Your goal – Could you copy out all of the material below, replacing "position" with "location" everywhere and changing nothing else? Leave the pictures out.

Provided information –
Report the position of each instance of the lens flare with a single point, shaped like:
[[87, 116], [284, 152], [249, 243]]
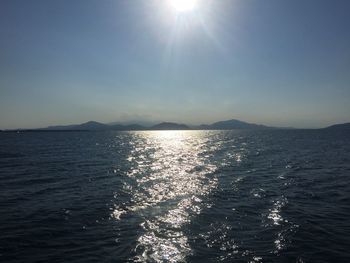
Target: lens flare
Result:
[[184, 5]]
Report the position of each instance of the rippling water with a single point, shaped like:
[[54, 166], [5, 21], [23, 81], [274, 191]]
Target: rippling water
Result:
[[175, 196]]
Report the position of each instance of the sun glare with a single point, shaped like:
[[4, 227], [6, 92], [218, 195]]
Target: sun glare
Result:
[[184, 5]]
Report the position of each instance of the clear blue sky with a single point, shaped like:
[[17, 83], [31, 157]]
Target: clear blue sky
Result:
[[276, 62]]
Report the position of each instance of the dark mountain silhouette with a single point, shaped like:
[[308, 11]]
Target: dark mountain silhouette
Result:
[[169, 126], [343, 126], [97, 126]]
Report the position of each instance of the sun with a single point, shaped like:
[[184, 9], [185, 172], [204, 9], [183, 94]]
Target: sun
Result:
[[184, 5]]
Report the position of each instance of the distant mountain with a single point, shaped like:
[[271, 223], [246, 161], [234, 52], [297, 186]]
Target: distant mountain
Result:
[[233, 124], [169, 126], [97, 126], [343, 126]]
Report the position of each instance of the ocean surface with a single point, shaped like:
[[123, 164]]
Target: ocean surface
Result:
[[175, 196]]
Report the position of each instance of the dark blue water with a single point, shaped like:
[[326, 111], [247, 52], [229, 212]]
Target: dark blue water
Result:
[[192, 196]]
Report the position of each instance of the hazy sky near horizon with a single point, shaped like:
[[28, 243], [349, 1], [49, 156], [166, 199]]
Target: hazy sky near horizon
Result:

Complete response –
Report the location of each instance of the lens flare with a single point, shaped like:
[[87, 116], [284, 152], [249, 243]]
Target: lens flare
Result:
[[184, 5]]
Report the location of each instance of the rippling water with a single point, shaped like:
[[54, 166], [5, 21], [23, 81], [274, 191]]
Target: rippling water
Result:
[[175, 196]]
Report the location of each instance of the sun glare with a single point, shaped like:
[[4, 227], [6, 92], [218, 195]]
Target: sun glare
Result:
[[184, 5]]
Report the location of each instance of the clear blue sky with a single point, shaped like:
[[17, 83], [31, 157]]
Target: clear blue sky
Result:
[[276, 62]]
Report the location of each instance of the dark mountain silhouette with a single point, shaped like:
[[308, 11]]
Target: dark mountain silhouette
Result:
[[169, 126], [343, 126], [97, 126]]
Report the location of each instance of the sun with a single point, shaped like:
[[184, 9], [185, 172], [204, 9], [183, 94]]
Target: sun
Result:
[[184, 5]]
Report the location of each instance of the distant mountain with a single point, shaped like:
[[271, 223], [246, 161], [234, 52], [297, 186]]
Target: distant mountain
Result:
[[233, 124], [169, 126], [97, 126], [343, 126]]
Report the location of each instance of the ocean surface with a single point, shaped like:
[[123, 164]]
Target: ocean surface
Result:
[[175, 196]]
Report the location of each instance of the dark blue water with a single point, shaped like:
[[326, 111], [247, 52], [229, 212]]
Target: dark blue water
Result:
[[192, 196]]
Report the location of each instance of the hazy sky near horizon with a single point, shaped like:
[[28, 243], [349, 1], [49, 156], [166, 199]]
Target: hazy sky near horizon
Result:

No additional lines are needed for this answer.